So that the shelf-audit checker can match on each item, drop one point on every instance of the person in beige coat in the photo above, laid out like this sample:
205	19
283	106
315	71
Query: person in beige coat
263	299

──────────────────────────────

=== Exercise description ===
Rescale the records by rewriting every line of them, with each point coordinate in the answers multiplied by 2.4 and rounded to a whole number, halves rounding up. All other text and numbers, including the sample layout, stay the same.

=== Finished exercise ===
So that the shelf-audit checker can match on each item, drop one point on every instance of the person in beige coat in the photo above, laid out like this sample:
205	19
283	106
315	71
Query: person in beige coat
631	718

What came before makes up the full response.